→ **GOAL**
Please report each line of the records below that contains the word "grey", copying every such line in full.

→ **DATA**
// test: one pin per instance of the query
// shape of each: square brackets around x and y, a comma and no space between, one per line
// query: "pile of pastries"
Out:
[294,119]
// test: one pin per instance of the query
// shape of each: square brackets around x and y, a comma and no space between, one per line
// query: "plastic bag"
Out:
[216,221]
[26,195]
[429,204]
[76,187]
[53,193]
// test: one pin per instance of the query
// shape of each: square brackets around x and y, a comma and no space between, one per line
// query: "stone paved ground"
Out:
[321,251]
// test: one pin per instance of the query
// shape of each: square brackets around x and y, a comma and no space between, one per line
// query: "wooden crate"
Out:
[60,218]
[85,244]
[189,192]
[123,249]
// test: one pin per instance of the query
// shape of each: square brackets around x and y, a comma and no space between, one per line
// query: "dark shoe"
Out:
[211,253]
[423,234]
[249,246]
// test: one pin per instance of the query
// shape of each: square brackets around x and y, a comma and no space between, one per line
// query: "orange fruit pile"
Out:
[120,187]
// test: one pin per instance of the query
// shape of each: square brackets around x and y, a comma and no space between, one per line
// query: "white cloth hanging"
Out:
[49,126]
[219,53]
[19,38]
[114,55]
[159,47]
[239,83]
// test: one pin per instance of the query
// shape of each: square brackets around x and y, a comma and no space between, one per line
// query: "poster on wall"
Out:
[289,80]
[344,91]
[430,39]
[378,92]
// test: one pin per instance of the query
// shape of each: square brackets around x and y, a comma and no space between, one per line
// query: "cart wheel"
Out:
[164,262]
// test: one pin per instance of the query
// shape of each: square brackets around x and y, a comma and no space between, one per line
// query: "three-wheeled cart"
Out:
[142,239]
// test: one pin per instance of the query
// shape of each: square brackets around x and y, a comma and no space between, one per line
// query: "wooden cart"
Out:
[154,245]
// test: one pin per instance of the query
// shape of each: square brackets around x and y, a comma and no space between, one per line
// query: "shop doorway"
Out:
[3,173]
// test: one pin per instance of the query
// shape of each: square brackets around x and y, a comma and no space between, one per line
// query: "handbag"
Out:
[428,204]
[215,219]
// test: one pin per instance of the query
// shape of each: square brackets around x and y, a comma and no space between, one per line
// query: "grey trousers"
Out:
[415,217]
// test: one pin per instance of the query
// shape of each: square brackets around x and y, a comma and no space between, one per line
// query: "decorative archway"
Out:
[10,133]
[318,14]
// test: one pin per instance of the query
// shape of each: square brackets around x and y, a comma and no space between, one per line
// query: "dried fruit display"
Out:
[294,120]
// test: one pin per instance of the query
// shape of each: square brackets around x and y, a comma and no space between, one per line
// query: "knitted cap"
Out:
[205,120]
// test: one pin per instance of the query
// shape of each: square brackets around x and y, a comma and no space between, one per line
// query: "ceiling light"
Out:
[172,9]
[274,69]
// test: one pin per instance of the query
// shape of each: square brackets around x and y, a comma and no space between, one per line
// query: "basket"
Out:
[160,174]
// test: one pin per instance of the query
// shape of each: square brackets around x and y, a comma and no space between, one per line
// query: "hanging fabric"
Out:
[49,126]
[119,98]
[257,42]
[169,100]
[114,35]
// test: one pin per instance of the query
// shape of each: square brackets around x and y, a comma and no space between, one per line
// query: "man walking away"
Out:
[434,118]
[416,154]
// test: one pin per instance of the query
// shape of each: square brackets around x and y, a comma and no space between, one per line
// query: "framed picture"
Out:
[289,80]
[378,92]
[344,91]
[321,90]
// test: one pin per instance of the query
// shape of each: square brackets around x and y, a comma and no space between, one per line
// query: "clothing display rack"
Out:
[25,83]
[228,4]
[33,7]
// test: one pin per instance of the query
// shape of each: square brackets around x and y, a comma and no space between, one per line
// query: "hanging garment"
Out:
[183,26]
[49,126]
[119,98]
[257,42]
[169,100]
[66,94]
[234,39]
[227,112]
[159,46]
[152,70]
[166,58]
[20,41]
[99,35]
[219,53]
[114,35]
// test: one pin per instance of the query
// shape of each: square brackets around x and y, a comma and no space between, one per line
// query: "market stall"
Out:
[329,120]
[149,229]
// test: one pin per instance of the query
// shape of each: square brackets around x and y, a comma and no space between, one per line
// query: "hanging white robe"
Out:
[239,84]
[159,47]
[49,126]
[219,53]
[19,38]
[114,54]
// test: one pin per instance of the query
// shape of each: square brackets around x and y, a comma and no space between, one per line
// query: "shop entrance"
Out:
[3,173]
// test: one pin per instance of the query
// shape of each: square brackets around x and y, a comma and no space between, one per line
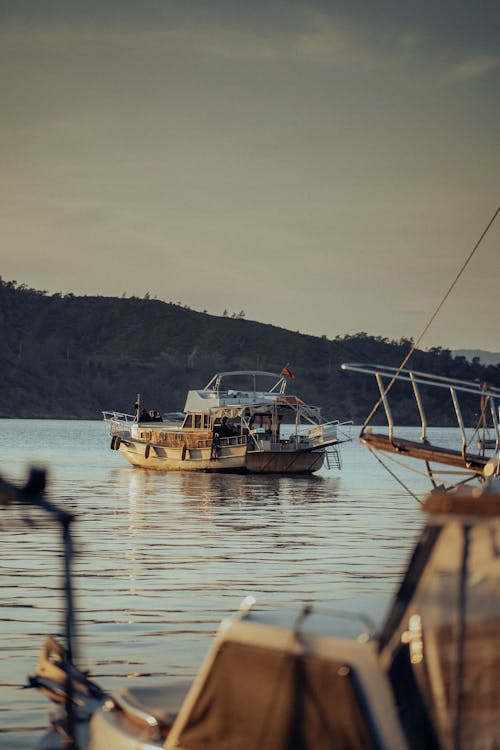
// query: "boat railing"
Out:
[118,416]
[487,399]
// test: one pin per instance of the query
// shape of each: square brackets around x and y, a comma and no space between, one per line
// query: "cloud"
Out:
[474,68]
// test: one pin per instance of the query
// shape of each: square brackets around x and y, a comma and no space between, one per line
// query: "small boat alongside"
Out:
[242,421]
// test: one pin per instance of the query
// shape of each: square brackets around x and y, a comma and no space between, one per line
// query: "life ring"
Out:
[115,442]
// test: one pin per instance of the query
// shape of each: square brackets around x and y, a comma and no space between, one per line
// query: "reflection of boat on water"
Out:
[240,422]
[318,679]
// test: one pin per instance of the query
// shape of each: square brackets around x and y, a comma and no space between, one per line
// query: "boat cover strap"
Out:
[152,706]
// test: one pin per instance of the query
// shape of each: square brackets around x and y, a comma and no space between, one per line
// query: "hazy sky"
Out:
[324,166]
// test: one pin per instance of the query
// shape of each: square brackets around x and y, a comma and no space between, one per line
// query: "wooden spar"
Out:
[424,451]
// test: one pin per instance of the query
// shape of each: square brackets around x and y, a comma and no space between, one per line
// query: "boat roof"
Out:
[214,395]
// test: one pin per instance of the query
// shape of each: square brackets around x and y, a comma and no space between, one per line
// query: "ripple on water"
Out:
[162,558]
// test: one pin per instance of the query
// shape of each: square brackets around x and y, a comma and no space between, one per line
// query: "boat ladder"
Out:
[333,459]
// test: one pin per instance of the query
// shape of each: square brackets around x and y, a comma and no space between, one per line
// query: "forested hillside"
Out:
[64,356]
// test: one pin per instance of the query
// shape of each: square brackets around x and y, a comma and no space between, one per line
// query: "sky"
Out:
[326,167]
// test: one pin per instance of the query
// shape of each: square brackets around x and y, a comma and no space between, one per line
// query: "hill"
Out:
[64,356]
[486,358]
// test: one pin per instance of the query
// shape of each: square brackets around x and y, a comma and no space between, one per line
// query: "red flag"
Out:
[287,372]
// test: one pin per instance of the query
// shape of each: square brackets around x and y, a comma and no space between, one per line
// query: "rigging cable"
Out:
[431,320]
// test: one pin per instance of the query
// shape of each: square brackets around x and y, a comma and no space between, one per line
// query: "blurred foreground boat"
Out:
[240,421]
[319,679]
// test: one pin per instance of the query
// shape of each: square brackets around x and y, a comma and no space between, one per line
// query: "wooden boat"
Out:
[477,457]
[234,424]
[320,679]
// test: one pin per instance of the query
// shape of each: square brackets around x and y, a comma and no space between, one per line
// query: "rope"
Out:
[394,476]
[432,318]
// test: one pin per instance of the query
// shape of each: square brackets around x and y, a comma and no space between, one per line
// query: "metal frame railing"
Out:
[487,394]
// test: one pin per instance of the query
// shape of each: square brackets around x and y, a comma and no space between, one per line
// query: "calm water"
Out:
[163,557]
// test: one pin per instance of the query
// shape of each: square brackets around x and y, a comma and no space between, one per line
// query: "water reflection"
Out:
[163,557]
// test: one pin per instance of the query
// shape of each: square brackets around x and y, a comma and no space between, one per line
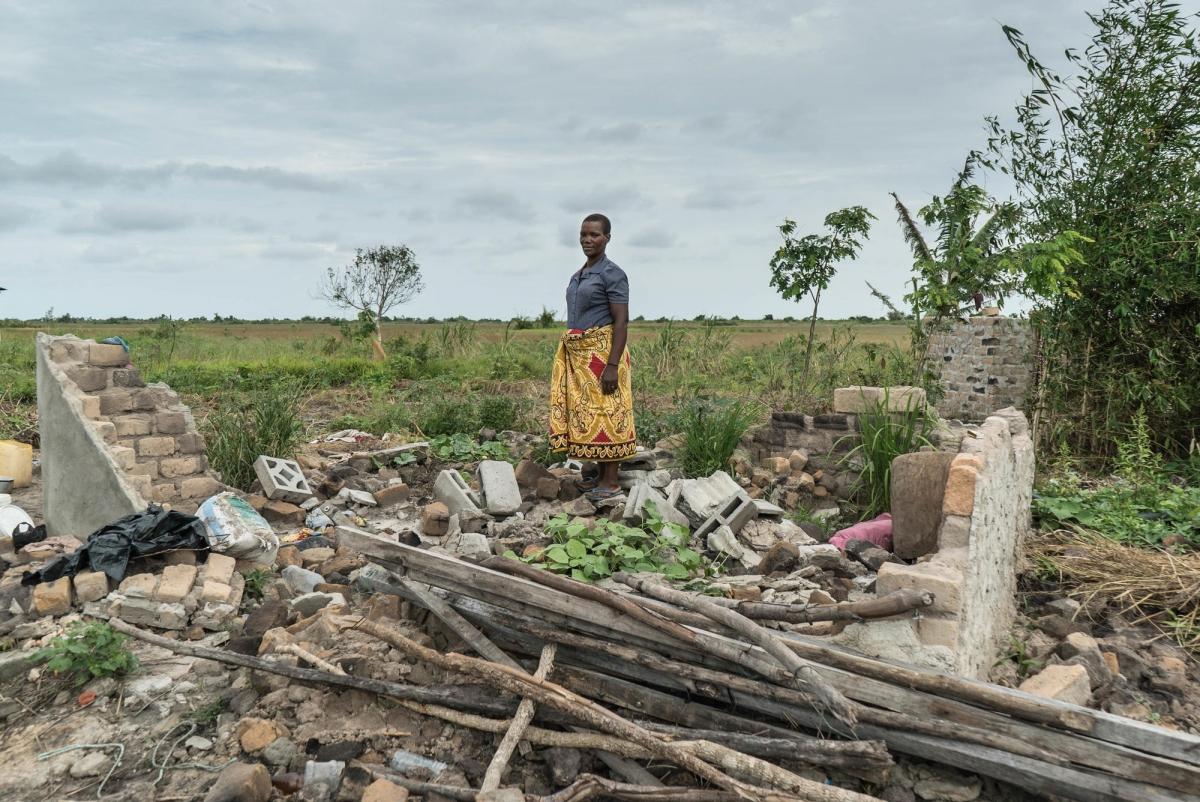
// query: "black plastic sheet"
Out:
[111,548]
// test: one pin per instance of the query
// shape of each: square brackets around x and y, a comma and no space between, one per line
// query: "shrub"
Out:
[499,412]
[243,428]
[712,432]
[88,651]
[883,437]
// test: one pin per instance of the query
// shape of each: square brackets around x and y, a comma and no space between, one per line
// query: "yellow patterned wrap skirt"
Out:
[583,422]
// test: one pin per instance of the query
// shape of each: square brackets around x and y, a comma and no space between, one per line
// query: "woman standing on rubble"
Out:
[591,396]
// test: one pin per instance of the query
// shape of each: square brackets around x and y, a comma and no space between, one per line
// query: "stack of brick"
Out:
[149,434]
[969,561]
[984,364]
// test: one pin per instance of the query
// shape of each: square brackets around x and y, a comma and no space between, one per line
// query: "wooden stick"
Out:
[449,696]
[556,696]
[807,678]
[585,591]
[544,692]
[589,786]
[310,658]
[517,728]
[885,606]
[423,596]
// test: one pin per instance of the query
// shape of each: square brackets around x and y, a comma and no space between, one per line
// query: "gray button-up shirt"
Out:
[591,292]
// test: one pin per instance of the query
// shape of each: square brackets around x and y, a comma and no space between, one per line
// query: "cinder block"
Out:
[936,630]
[90,406]
[190,443]
[955,532]
[127,377]
[103,354]
[181,466]
[945,582]
[735,513]
[959,497]
[1068,683]
[148,612]
[198,488]
[215,592]
[165,492]
[502,495]
[145,468]
[142,485]
[115,401]
[126,458]
[220,568]
[175,584]
[138,586]
[393,495]
[435,520]
[135,425]
[282,479]
[156,446]
[171,423]
[453,491]
[90,586]
[53,598]
[89,379]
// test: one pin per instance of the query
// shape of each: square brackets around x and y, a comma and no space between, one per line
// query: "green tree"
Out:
[977,252]
[1113,150]
[373,283]
[803,267]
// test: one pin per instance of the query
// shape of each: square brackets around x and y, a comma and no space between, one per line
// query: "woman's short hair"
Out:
[597,217]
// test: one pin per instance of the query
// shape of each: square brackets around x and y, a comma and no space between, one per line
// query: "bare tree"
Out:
[377,281]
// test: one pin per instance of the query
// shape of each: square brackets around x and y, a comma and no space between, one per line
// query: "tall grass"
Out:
[711,434]
[883,437]
[245,426]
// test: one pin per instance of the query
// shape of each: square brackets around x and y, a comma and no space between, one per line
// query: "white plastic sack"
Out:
[234,528]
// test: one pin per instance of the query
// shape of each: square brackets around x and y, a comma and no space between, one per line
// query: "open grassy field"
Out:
[431,365]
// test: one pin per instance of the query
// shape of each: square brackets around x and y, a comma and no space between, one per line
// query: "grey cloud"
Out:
[600,198]
[495,204]
[653,238]
[13,216]
[69,168]
[616,132]
[719,197]
[120,217]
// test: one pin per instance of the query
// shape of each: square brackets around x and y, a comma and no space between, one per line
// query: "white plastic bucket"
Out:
[11,516]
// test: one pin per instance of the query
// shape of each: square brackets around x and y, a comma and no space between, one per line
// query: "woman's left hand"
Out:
[609,379]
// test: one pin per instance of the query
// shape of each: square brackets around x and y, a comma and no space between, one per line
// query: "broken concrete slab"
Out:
[502,494]
[642,494]
[454,491]
[282,479]
[918,485]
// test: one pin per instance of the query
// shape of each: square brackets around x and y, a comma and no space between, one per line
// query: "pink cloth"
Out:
[877,531]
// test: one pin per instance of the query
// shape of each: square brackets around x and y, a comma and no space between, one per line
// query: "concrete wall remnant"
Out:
[985,516]
[111,443]
[983,365]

→ **EXERCISE ANSWER**
// query: "grey trousers"
// query: "grey cloud"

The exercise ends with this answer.